• Extract:
My #SemicolonEDU Story....Talking about depression and or mental health is a BIG taboo. It is just something we just don't talk about. In the field of education you really don't talk about it at all. People want to believe that teachers are these happy go lucky people who entertain, educate, and keep the little people happy. Teachers have it all! They only work 180 days out of the year, have their weekends, and holidays off. They get to see happy little faces, so why would they ever go through depression.
Almost 4 years ago I went through the roughest part of my life. I was having trouble breathing, constant migraines, and bouts of dizziness. I would keep all the lights off in my office or classroom since I was so sensitive to lights. I wore earplugs to dampen the noise, and when you are in an elementary building there is a lot of noise. I would avoid any stairs, afraid I would pass out while trying to climb them. There would be days my blood pressure would rocket really high then drop pretty low. I felt like I was ran over by an 18 wheeler who decided that the job wasn't done and back over me just to run over my again. It took the doctors almost a month to figure out what was wrong with me and when they did I had no time to think or to really plan. I did talk them into giving me a week to get my classroom prepared for me to be gone. I had to explain to them why I couldn't just leave my classroom. I had to find a sub, make a plan, provide lessons, resources, and activities for all the classes I teach. I was more worried about leaving my classroom for any period of time than my family. When I stop and think about now, I can't believe I was so worried about my classroom. My classes would have went on without me just fine and they did. I should have focused more on myself and my family. It took me awhile to learn that lesson.
On Sept. 30th at 5 in the morning I was taken into the OR to have my aortic valve and aorta replaced. I was born with a defective valve which over the 30+ years just couldn't function properly any more and had caused my aorta to balloon out. I had an aneurysm that had formed and was ready to rupture at any moment. Up until that moment when they were taking me back to the OR I realized I needed my family beside me before I went. It hit me like a rock that this may be the last time I get to see them and up until that moment I had worried about my classroom not my family. I cried all the way back to the OR, the nurses where crying and so was my husband. I didn't get to see my kids before I left and I was devastated.
The surgery took longer than expected. The doctors really didn't know the severity of the damage until they opened me up. The plan was to only remove the part of the aorta that was damaged and the new mechanical valve would already be attached to the root of the aorta. The damage was to severe and they had to completely replace the aorta. While I was in recovery I wasn't making it and was taken into the OR one more time. I can't imagine what my family were going through when they received the news I was taken back into the OR. During the original surgery some of my arteries were damaged so I received a double bypass.
I woke up three days later in so much pain and being told I was so lucky. I didn't feel lucky at all. It hurt to breath, to move, to sit, or to lay. It just hurt and I didn't want to cry because that made it hurt worse. I spent a week in the hospital all by myself. No one came to visit me other my husband and he would bring one kid with him at time. I think it was more for him to have company on the ride. Depression had sit in and I felt so alone and I was in so much pain. I was mad at myself for worrying about my classroom when I should have been worrying about my family. There were days I had wished that I didn't make it. I hated feeling the way I did. I hated that I worried about something I had no control over. I hated I didn't think of my family first.

(Stored data entries)
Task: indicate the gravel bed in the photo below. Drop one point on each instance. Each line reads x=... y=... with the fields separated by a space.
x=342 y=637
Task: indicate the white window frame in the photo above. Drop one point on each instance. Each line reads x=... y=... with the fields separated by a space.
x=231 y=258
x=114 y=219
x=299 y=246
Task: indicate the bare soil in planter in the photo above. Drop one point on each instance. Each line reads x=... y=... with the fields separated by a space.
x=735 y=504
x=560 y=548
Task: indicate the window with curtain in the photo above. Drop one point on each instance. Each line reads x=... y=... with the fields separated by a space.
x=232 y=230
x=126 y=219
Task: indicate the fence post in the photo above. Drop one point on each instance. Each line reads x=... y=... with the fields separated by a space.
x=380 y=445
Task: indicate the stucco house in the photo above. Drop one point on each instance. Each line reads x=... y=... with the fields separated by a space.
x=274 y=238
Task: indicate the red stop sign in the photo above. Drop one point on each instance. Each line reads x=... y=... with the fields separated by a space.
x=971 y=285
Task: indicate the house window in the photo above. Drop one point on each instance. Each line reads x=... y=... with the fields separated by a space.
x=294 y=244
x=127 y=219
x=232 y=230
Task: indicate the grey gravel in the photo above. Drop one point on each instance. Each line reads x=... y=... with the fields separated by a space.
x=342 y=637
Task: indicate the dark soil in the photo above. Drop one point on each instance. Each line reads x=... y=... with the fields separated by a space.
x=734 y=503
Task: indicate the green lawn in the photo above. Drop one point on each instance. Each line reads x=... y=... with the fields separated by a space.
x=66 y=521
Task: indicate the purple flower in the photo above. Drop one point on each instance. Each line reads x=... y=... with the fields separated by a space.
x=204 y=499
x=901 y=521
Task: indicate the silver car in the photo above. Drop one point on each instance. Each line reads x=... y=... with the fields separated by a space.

• Questions on the material:
• 1. In the #SemicolonEDU story, edit the passage that begins at the words "I woke up three" and stops after "my family first.", replacing "hospital" with "clinic".
• 2. According to the #SemicolonEDU story, at what time on Sept. 30th was the writer taken into the OR?

• Task-by-task solutions:
• 1.
I woke up three days later in so much pain and being told I was so lucky. I didn't feel lucky at all. It hurt to breath, to move, to sit, or to lay. It just hurt and I didn't want to cry because that made it hurt worse. I spent a week in the clinic all by myself. No one came to visit me other my husband and he would bring one kid with him at time. I think it was more for him to have company on the ride. Depression had sit in and I felt so alone and I was in so much pain. I was mad at myself for worrying about my classroom when I should have been worrying about my family. There were days I had wished that I didn't make it. I hated feeling the way I did. I hated that I worried about something I had no control over. I hated I didn't think of my family first.

• 2. At 5 in the morning.